Re: Pipeline termination in the unified Beam model

2017-04-18 Thread Ted Yu
Why is the timeout needed for Spark ?

Thanks

> On Apr 18, 2017, at 3:05 AM, Etienne Chauchot  wrote:
> 
> +1 on "runners really terminate in a timely manner to easily programmatically 
> orchestrate Beam pipelines in a portable way, you do need to know whether
> the pipeline will finish without thinking about the specific runner and its 
> options"
> 
> As an example, in Nexmark, we have streaming mode tests, and for the 
> benchmark, we need all the queries to behave the same between runners towards 
> termination.
> 
> For now, to have the consistent behavior, in this mode we need to set a 
> timeout (a bit random and flaky) on waitUntilFinish() for spark but this 
> timeout is not needed for direct runner.
> 
> Etienne
> 
>> Le 02/03/2017 à 19:27, Kenneth Knowles a écrit :
>> Isn't this already the case? I think semantically it is an unavoidable
>> conclusion, so certainly +1 to that.

Data under study:

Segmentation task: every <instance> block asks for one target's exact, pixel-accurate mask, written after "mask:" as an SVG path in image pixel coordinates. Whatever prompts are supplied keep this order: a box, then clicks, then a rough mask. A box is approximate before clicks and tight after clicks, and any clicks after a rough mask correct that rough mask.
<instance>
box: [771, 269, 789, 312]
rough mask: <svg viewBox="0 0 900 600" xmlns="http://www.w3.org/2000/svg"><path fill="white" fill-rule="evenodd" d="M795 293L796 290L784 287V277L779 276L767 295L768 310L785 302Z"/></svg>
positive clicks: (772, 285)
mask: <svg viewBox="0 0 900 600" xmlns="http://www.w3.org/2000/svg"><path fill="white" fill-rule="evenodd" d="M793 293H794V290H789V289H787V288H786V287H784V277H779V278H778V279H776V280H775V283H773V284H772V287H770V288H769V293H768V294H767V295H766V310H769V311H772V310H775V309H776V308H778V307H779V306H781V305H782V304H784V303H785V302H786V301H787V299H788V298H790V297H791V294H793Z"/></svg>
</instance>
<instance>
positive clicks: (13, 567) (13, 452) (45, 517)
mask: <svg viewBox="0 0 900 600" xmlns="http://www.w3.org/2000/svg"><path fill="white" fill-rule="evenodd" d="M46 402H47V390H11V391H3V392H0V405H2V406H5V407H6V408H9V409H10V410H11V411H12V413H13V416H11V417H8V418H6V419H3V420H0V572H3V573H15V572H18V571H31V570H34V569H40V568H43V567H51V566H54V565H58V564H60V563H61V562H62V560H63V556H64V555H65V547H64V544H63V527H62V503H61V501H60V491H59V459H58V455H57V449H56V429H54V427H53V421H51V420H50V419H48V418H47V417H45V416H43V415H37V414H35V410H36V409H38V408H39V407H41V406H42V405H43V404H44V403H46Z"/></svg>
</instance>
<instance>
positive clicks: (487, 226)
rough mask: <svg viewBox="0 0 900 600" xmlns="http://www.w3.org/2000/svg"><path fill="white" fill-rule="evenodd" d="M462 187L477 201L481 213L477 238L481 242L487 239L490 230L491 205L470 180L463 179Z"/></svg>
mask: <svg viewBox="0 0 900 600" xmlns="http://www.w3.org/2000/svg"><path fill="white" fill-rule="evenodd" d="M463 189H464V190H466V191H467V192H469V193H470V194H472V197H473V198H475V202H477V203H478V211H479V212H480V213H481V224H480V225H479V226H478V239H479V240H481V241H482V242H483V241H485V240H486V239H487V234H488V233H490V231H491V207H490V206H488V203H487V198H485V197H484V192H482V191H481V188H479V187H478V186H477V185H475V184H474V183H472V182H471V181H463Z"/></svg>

Directions: Write the next portion of the Beam pipeline termination thread, beginning right after its final line. The data bears no relation to the Beam pipeline termination thread.

Reply to the exercise:
>> 
>> The DirectRunner and TestDataflowRunner both have this behavior already.
>> I've always considered that a streaming job running forever is just [very]
>> suboptimal shutdown latency :-)
>> 
>> Some bits of the discussion on the ticket seem to surround whether or how
>> to communicate this property in a generic way. Since a runner owns its
>> PipelineResult it doesn't seem necessary.
>> 
>> So is the bottom line just that you want to more strongly insist that
>> runners really terminate in a timely manner? I'm +1 to that, too, for
>> basically the reason Stas gives: In order to easily programmatically
>> orchestrate Beam pipelines in a portable way, you do need to know whether
>> the pipeline will finish without thinking about the specific runner and its
>> options (as with our RunnableOnService tests).
>> 
>> Kenn
>> 
>> On Thu, Mar 2, 2017 at 9:09 AM, Dan Halperin 
>> wrote:
>> 
>>> Note that even "unbounded pipeline in a streaming runner".waitUntilFinish()
>>> can return, e.g., if you cancel it or terminate it. It's totally reasonable
>>> for users to want to understand and handle these cases.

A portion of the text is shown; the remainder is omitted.